▸ Records for processing:

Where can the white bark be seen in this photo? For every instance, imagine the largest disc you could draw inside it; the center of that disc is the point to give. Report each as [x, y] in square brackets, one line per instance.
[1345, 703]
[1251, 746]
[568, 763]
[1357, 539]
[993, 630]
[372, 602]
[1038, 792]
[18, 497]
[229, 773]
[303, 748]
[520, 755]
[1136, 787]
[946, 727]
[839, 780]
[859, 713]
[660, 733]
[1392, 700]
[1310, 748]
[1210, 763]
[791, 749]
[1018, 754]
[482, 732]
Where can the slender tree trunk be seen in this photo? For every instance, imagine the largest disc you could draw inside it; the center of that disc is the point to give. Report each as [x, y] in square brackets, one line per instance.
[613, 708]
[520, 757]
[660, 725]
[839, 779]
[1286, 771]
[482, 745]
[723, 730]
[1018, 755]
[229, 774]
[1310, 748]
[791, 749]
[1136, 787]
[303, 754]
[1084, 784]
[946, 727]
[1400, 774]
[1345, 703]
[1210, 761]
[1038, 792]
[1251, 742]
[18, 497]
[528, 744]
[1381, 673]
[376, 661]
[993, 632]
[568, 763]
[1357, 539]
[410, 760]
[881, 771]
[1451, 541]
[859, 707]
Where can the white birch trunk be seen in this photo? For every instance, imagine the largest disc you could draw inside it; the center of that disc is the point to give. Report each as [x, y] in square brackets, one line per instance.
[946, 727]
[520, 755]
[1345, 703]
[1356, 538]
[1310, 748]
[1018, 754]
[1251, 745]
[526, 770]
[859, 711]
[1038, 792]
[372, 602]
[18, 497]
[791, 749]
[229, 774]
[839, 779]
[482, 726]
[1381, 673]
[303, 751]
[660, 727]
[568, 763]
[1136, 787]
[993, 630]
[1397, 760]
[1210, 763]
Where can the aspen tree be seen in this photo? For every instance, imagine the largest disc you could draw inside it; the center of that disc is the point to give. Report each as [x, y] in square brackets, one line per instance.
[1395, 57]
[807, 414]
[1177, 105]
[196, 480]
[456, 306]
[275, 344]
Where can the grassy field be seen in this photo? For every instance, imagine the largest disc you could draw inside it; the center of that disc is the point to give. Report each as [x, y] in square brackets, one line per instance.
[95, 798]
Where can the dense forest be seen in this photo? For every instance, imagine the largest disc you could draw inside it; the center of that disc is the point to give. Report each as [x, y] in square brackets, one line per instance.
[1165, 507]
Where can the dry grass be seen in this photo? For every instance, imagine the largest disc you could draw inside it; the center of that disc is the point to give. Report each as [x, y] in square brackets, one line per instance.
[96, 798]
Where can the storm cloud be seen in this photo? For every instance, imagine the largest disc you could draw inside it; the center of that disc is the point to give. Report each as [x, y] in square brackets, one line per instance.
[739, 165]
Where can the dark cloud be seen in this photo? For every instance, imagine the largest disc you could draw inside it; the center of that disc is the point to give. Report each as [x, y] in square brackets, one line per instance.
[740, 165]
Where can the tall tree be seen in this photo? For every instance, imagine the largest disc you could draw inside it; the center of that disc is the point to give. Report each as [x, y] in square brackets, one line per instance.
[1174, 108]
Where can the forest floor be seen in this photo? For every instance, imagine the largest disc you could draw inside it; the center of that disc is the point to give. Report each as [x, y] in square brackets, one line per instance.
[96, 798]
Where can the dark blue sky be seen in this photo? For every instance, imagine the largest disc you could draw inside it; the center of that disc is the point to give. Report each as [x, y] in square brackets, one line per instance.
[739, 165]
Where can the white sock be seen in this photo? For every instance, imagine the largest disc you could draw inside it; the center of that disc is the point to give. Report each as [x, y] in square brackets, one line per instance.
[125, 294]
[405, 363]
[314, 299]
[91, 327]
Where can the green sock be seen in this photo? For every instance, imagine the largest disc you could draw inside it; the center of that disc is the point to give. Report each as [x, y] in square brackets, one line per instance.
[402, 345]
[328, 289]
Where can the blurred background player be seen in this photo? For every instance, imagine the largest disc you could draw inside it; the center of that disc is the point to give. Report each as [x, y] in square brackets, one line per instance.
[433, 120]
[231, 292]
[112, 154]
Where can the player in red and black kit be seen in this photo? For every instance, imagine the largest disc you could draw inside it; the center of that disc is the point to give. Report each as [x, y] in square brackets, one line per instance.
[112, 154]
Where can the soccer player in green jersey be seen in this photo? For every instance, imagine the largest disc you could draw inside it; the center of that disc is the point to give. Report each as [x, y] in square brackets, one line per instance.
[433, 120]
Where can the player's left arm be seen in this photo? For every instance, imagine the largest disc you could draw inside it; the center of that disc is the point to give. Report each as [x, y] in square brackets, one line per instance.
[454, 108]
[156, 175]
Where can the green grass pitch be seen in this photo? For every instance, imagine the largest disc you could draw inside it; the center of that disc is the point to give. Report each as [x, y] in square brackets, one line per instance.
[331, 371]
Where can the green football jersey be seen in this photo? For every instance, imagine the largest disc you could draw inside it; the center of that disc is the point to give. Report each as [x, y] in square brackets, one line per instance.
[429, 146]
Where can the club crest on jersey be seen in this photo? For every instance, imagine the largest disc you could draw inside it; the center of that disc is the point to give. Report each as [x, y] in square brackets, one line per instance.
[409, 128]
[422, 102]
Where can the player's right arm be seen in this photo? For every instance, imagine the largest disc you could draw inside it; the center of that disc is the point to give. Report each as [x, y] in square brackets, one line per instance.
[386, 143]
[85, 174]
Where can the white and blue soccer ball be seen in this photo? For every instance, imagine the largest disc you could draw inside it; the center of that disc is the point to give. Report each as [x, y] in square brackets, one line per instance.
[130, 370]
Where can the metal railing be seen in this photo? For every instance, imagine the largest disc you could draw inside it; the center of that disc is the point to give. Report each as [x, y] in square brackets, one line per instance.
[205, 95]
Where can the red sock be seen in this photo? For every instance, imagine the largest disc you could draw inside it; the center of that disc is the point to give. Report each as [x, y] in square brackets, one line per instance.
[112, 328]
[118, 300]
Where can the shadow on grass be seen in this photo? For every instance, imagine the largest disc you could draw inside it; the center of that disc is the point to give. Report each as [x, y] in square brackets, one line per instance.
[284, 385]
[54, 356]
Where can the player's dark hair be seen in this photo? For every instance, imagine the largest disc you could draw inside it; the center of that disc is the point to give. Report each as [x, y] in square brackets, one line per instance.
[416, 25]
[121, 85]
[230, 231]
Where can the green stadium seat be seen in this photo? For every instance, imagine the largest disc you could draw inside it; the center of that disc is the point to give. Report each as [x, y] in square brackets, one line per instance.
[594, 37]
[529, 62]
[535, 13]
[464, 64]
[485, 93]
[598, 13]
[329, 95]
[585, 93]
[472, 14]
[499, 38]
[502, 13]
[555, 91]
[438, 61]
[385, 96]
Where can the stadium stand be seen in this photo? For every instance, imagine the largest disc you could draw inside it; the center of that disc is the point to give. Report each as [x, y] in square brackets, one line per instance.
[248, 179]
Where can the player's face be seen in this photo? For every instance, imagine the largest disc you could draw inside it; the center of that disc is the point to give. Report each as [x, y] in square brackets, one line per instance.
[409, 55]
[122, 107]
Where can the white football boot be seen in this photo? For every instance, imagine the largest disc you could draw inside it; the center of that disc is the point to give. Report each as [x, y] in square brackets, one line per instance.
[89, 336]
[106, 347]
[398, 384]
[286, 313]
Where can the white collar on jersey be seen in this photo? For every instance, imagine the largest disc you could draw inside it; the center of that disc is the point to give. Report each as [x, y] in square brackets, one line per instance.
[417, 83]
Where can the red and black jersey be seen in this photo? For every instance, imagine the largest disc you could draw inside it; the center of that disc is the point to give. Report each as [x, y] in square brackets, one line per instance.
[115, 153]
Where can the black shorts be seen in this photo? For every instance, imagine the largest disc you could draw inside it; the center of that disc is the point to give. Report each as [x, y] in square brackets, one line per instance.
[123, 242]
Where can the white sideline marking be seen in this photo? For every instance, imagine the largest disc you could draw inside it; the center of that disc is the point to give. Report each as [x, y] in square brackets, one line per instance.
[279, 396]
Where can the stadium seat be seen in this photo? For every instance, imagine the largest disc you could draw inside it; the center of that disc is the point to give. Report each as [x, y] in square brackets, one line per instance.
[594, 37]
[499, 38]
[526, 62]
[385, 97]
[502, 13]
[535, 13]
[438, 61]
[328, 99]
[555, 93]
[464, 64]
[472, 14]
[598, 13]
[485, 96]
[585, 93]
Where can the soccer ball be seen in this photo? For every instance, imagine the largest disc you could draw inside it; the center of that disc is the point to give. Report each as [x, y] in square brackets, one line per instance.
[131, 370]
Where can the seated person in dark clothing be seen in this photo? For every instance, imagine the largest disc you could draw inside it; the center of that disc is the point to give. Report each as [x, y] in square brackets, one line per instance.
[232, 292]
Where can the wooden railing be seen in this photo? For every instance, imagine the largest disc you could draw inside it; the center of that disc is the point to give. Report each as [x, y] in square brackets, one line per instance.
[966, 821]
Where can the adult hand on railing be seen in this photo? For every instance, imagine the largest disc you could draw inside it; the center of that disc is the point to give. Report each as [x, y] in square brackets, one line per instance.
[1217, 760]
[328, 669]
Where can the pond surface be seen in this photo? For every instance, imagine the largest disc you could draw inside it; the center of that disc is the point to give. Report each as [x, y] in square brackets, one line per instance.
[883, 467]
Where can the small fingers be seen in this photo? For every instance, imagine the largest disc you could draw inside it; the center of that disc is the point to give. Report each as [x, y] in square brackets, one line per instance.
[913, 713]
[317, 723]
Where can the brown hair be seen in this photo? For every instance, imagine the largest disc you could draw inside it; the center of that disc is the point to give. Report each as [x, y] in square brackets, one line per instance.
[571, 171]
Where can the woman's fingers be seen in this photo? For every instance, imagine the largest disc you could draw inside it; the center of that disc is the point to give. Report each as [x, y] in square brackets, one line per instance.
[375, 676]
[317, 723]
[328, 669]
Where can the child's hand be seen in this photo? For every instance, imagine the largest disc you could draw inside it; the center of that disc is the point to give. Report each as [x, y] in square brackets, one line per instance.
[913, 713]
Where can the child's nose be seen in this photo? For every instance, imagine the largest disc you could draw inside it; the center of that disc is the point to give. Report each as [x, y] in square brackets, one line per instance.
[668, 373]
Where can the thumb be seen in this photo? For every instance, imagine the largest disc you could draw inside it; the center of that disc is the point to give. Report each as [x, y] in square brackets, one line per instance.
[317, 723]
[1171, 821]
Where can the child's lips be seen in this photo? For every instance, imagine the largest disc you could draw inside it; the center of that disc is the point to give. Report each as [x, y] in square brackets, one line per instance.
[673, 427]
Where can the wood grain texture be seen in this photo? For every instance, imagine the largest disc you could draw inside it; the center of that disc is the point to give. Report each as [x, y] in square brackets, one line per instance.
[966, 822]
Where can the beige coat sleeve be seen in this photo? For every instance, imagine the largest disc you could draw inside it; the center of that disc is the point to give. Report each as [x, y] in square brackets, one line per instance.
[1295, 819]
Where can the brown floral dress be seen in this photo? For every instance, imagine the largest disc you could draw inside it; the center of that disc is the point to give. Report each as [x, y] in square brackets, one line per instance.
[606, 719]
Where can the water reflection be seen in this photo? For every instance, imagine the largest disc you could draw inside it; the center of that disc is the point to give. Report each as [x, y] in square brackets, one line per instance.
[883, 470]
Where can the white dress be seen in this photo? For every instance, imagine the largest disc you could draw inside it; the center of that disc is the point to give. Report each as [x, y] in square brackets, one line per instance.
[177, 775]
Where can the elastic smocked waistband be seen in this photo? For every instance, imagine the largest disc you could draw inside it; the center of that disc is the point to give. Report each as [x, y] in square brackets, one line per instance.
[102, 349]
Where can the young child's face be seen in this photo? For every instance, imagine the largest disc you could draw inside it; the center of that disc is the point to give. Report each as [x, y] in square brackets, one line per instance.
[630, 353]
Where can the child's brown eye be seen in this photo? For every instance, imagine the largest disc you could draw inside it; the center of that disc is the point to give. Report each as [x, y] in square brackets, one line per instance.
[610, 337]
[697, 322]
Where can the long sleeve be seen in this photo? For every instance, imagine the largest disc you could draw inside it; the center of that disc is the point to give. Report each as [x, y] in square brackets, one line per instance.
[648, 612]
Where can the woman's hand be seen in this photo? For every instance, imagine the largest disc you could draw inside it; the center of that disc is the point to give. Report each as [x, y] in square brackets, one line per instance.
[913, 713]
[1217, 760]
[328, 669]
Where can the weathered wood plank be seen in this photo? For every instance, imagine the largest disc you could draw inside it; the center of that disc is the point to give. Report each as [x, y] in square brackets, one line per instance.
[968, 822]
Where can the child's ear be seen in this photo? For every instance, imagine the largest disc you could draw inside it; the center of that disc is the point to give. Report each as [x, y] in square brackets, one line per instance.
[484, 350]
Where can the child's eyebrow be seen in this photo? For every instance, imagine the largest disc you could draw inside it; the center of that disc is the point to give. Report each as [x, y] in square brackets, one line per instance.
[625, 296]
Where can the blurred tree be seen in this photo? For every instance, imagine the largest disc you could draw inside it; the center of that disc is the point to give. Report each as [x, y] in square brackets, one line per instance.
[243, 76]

▸ Brief:
Copy from the line with "Where can the child's brown" to the final line of the records, inclusive, and add nothing else.

▸ Response to the exercise:
Where can the child's brown eye be seen in this photo? For every instance, imagine the largest disc you could draw inside it; the center of that disc is the point to give. Report each as [x, y] in square brackets, one line per instance.
[610, 337]
[697, 322]
Where can the long sleeve be seen in this photo? For every instance, imagine the largest disc you could draw inside it; the center of that disc is the point to give. Report each as [x, y] in square brackets, one line per instance.
[648, 612]
Where can the woman's hand be seen in this photo? For every instance, imagine the largest disc you could draw inside it; the center of that disc is the point to give. Report each as [x, y] in square brackets, one line per instance.
[913, 713]
[1217, 760]
[328, 669]
Where can the weathered wood plank be seen in this photo? For every instance, imagine the largest disc you could draw inside it; the center of that disc is the point to give. Report each as [x, y] in square brackets, one line per instance.
[968, 822]
Where can the child's ear be seen in this photo? For every instance, imagine the largest disc you could draw inside it; the center of that disc is the point to give. Report each as [x, y] in square brackets, one line per instance.
[484, 350]
Where can the child's eyebrow be seen in this photo? For every instance, imagine the largest disc you could draw inside it; the center of that disc is the point to give. Report each as [x, y] in square brackets, one line per instance.
[625, 296]
Where can the blurred tree be seen in this photo? For every instance, imagine the largest disc you could draw inside it; the center of that disc is the point to give. Report each as [x, y] in square brackets, one line per instance.
[243, 76]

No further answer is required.